(Dataset records)
--- --- ---

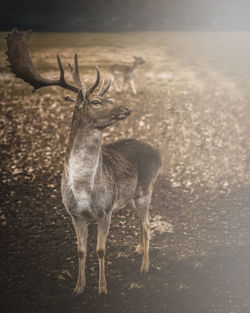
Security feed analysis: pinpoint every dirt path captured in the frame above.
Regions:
[0,173,250,313]
[0,34,250,313]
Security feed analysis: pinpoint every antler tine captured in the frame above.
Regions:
[68,54,83,89]
[87,66,101,96]
[98,76,112,97]
[97,79,105,95]
[6,29,79,93]
[56,54,65,83]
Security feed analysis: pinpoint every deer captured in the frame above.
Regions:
[110,56,146,95]
[6,29,161,295]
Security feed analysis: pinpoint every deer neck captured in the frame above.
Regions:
[66,108,102,197]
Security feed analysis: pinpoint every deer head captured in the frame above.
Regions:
[6,29,130,129]
[133,56,146,65]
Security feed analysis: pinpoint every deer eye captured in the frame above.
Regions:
[91,99,102,107]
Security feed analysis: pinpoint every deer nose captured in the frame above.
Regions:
[119,105,131,115]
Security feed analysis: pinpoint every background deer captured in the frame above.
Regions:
[110,56,145,95]
[7,30,161,294]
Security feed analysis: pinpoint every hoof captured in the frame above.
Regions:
[140,263,149,273]
[72,285,85,296]
[135,244,143,254]
[98,283,108,296]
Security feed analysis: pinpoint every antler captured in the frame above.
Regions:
[87,66,100,96]
[97,77,112,97]
[6,28,79,93]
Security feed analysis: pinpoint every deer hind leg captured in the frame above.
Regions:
[129,79,136,95]
[135,191,152,272]
[96,213,111,295]
[130,200,144,254]
[72,216,88,295]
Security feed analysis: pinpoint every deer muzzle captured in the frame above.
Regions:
[117,105,131,120]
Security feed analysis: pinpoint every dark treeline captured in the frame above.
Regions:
[0,0,250,31]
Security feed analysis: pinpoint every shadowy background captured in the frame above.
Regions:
[0,0,250,31]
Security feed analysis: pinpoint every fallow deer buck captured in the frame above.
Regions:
[110,56,145,95]
[6,30,161,294]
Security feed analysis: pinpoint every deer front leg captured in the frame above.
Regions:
[129,80,136,95]
[72,216,88,295]
[96,213,111,295]
[135,190,152,272]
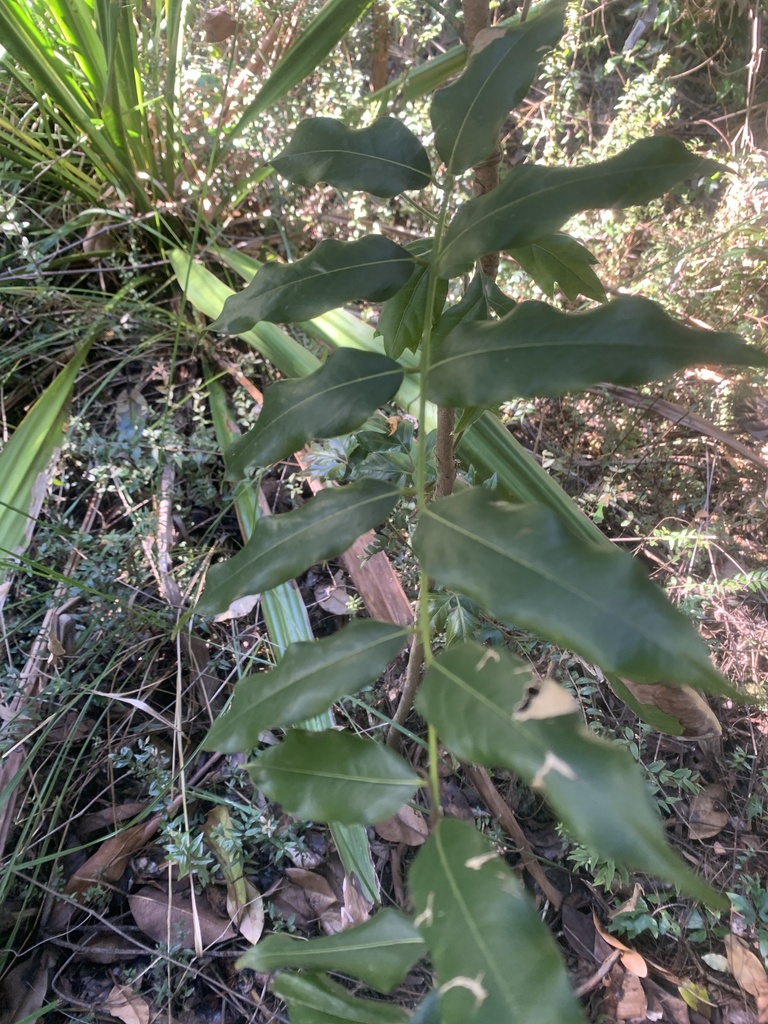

--- --- ---

● **Given instruction**
Reproduce the entire listing above verbatim, line for line, leaving out the pictures.

● **Completed exercise**
Security feed analysis: pinpoint every dirt path captured in the frame above.
Regions:
[0,173,250,313]
[0,34,250,313]
Security feed analysis: pinpoint every antler tine captured in the frame above.
Regions:
[68,54,83,89]
[87,66,101,96]
[98,76,112,97]
[97,79,105,95]
[6,29,79,93]
[56,54,65,83]
Security feed analysis: pinpoint every deer captured in the frame above.
Regions:
[110,56,146,95]
[6,29,161,295]
Security feed analysis: pinpoint every deer neck captured in the frame above.
Regions:
[66,108,102,197]
Security feed analysis: pinpoint every deer head captured in the frame above.
Regions:
[6,29,130,129]
[133,56,146,65]
Security feed analysis: pinpoint every deer eye captured in the frame above.
Regions:
[91,99,102,107]
Security feed analysis: pinpoint every deer nose captured in the frame above.
Regions:
[119,105,131,115]
Security feed analysis: pinpoint every background deer captured in the frame above.
Regions:
[110,56,145,95]
[7,30,161,294]
Security feed analysis: pinpoint every hoof captured in the frame above.
Regions:
[140,263,149,273]
[72,285,85,296]
[135,244,143,254]
[98,283,108,296]
Security feed analysis: pinpoint every antler captured in the frame above.
Regions:
[87,66,100,96]
[97,77,112,97]
[6,28,79,93]
Security feed analysis: pinpoint every deer hind leg captured in the frame above.
Regions:
[129,79,136,95]
[135,191,152,272]
[96,213,111,295]
[130,200,144,254]
[72,216,88,295]
Security feed analysis: pinpoint every deer muzzle captured in the frame above.
Regions:
[117,105,131,120]
Security feed analysis: pinpoint every dark treeline captured in the frame above.
Regions:
[0,0,250,31]
Security feed analysis: pinpoint every shadowy background captured in the frame above.
Regions:
[0,0,250,31]
Security feed analysis: pinpoint every fallow deer buck captured in the frame above.
Regions:
[110,56,145,95]
[6,30,161,294]
Security feed analysis: pinpoint every deer front leg captured in the frame above.
Regions:
[129,80,136,95]
[72,216,88,295]
[96,213,111,295]
[135,190,152,272]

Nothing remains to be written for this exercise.